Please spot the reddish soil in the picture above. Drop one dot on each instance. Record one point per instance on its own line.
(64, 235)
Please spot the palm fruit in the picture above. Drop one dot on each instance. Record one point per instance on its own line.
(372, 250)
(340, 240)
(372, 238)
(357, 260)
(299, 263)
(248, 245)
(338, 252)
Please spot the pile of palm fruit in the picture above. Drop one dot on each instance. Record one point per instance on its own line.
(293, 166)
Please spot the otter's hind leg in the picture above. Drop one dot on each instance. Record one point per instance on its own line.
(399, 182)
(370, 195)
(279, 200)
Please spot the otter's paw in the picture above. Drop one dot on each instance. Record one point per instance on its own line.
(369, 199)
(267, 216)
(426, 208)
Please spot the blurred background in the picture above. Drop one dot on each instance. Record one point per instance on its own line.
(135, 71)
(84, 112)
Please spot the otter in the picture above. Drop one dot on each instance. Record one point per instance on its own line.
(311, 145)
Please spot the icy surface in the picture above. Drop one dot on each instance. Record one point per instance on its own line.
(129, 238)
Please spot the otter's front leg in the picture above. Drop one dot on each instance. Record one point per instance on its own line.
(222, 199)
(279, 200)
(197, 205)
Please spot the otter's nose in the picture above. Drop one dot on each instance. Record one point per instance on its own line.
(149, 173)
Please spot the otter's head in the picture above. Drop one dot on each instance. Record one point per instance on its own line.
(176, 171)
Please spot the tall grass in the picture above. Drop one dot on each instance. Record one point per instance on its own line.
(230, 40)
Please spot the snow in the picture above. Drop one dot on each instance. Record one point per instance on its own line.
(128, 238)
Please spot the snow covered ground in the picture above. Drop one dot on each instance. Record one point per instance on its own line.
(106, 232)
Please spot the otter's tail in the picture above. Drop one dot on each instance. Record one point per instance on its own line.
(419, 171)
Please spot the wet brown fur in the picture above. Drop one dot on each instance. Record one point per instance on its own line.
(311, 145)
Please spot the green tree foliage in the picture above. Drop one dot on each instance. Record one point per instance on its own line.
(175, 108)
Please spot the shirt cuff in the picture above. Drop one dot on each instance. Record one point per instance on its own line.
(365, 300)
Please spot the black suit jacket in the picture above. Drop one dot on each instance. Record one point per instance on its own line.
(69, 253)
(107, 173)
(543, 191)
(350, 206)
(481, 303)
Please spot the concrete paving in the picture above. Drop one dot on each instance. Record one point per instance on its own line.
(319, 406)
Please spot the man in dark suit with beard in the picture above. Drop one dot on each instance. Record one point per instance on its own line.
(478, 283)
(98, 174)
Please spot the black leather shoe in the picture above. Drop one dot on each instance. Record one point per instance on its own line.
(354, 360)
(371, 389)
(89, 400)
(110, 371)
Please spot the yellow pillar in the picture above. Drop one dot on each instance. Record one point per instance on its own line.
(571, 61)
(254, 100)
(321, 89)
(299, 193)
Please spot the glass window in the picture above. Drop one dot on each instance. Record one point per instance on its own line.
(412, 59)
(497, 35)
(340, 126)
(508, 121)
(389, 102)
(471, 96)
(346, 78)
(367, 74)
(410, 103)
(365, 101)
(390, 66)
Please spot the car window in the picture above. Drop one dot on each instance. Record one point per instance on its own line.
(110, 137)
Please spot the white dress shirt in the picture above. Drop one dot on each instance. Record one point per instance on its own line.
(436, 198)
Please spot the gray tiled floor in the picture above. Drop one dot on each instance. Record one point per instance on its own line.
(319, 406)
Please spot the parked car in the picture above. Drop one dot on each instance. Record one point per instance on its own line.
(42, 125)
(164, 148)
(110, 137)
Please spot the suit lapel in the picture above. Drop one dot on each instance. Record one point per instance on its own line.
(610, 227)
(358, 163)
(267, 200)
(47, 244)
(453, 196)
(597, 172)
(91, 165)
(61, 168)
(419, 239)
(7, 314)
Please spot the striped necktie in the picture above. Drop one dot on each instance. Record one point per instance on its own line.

_GIVEN PROBLEM_: Output the records verbatim, from the first line to the last.

_FULL RESPONSE_:
Please spot the reddish soil in the picture above. Drop one dot on each instance. Record one point per instance on its own line.
(64, 235)
Please spot the palm fruit in the picture above. Drop one dot on each instance. Record one point per instance on its own line.
(372, 250)
(340, 240)
(372, 238)
(357, 260)
(299, 263)
(248, 245)
(338, 252)
Please spot the pile of palm fruit in the picture above. Drop one dot on each instance. Record one point per instance on its own line.
(293, 166)
Please spot the otter's hind leg in the picture above. Drop one dot on each instance. Record one point per instance on its own line.
(399, 182)
(370, 195)
(279, 200)
Please spot the otter's paw in the picture above. Drop one dot on each instance. Record one point per instance on its own line.
(369, 199)
(267, 216)
(426, 208)
Please spot the blurred background in the picture above. Drop one dot on each instance. Record one point per instance on its own line.
(135, 71)
(84, 112)
Please spot the otter in the picture above. Drop one dot on each instance. Record one point per instance on its own line.
(311, 145)
Please spot the icy surface in the picture above. Drop one dot on each instance. Record one point per instance on its own line.
(129, 238)
Please spot the otter's front leg in the picture above. Drop one dot on each instance. Record one point per instance on its own line.
(222, 199)
(279, 200)
(197, 205)
Please spot the otter's nose in the picture above. Drop one dot on each instance. Record one point per instance on its own line.
(149, 173)
Please spot the otter's head in the picture above. Drop one dot on each instance. Record one point per instance on its own line.
(176, 171)
Please spot the tall grass in the picture above. Drop one dot on each instance. Record one point per instance on its own line.
(230, 40)
Please spot the snow in the picture above. Drop one dot on each instance. Record one point per instance on its own line.
(128, 238)
Please spot the snow covered ground in the picture above. Drop one dot on each instance. Record one point per instance on its own line.
(106, 232)
Please spot the otter's tail in the picture above. Drop one dot on each instance. Record one point per instance on its own line.
(419, 171)
Please spot the wet brown fur in the picture above. Drop one dot on each instance. Record one point per instance on its own line.
(311, 145)
Please spot the green tree foliage in the picture above. Drop one dot on each instance. Record one point per instance on its own line.
(175, 108)
Please spot the shirt cuff in the picture above. Drop one dot on each instance. Record one point per instance on its own line.
(365, 300)
Please spot the black suit jacket in the picture above. Drop one dot on each instance. Record one point per instance on its own line.
(69, 253)
(107, 173)
(543, 191)
(350, 206)
(481, 303)
Please spot the concrete paving in the picture above. Drop one dot on each instance. Record one point per instance on its own line.
(319, 406)
Please spot the man in dark suit with beard in the picture above. Drop one dot on each instance. Record one point per instance on its own line.
(478, 283)
(98, 174)
Please spot the black leather shoe in the picture above. Drop one dot on each instance. Record one point per instance on its own line.
(354, 360)
(371, 389)
(89, 400)
(110, 371)
Please spot the yellow pillar in the picture above. Drop one dot on each instance. Record one point per instance on its own line.
(571, 61)
(254, 100)
(321, 89)
(299, 193)
Please spot the glass window in the picture above. Drop one dot on each instance. Record one point per instance on its own line.
(412, 59)
(497, 35)
(340, 126)
(508, 121)
(389, 102)
(471, 96)
(346, 78)
(367, 74)
(410, 103)
(365, 101)
(390, 66)
Please spot the car window in the picture above. Drop one dot on each instance. Record one point per instance on its own line.
(110, 137)
Please spot the white dress shirt in the picture above. Drop one dot on each instance. Record one point per instance on its own line.
(436, 198)
Please spot the gray tiled floor in the picture above. Drop one dot on each instance. Record one point per instance on its own line.
(319, 406)
Please spot the parked car in the picture above. Drop one dot on each instance. Record one point per instance on its own line.
(42, 125)
(164, 148)
(110, 137)
Please spot the suit lapel in the picture above. Drop one dot on each instance. Record one point per instance on its own line.
(610, 227)
(358, 163)
(267, 200)
(47, 244)
(453, 196)
(597, 172)
(91, 165)
(61, 168)
(419, 239)
(7, 314)
Please spot the striped necktie in the picture above. Drop one dot on each instance. Record one point per instance on its own line.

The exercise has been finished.